Recorded data:

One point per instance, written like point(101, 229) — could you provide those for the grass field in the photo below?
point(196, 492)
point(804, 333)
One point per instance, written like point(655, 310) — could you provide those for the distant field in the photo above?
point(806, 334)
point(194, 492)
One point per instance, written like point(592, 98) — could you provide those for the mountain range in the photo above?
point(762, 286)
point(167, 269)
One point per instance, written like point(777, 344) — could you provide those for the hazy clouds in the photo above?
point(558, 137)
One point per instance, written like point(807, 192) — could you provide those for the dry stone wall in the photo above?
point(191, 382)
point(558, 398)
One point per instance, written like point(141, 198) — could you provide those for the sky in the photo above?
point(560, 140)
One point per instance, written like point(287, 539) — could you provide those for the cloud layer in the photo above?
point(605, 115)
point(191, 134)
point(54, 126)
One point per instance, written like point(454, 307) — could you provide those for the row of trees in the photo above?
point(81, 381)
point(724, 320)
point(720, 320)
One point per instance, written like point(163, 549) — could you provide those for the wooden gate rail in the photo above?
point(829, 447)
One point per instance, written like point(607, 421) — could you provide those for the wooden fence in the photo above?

→ PROBLEM DETAILS
Quote all of the lines above word for word.

→ FINAL RESULT
One point per instance, written like point(101, 229) — could you provide those for the grass field in the photo below?
point(196, 492)
point(804, 333)
One point per instance, written like point(655, 310) — could you provide those for the distant field in the photo above?
point(806, 334)
point(194, 492)
One point per instance, written like point(592, 98) — could you provide those for the mountain range in the photo above?
point(762, 286)
point(167, 269)
One point per instance, written like point(777, 344) — could you provide those for the hazy clouds in the photo above?
point(558, 137)
One point per instance, written like point(807, 192) — could you provide those for the dry stone wall in the photo above?
point(191, 382)
point(558, 398)
One point per instance, written like point(141, 198) — could you provide those for the sky in the photo above?
point(560, 140)
One point per instance, written like point(287, 539) — could you provide those for the cloud layer in the photo above?
point(605, 115)
point(191, 134)
point(54, 126)
One point per instance, written like point(454, 307) — could you provide those for the row of trees in the photo above?
point(81, 381)
point(724, 320)
point(720, 320)
One point per instance, written like point(163, 549) — could you provide those for the wooden gate rail in the photo above?
point(829, 447)
One point per instance, written like point(607, 421) — could you provide those for the wooden fence in the photo above?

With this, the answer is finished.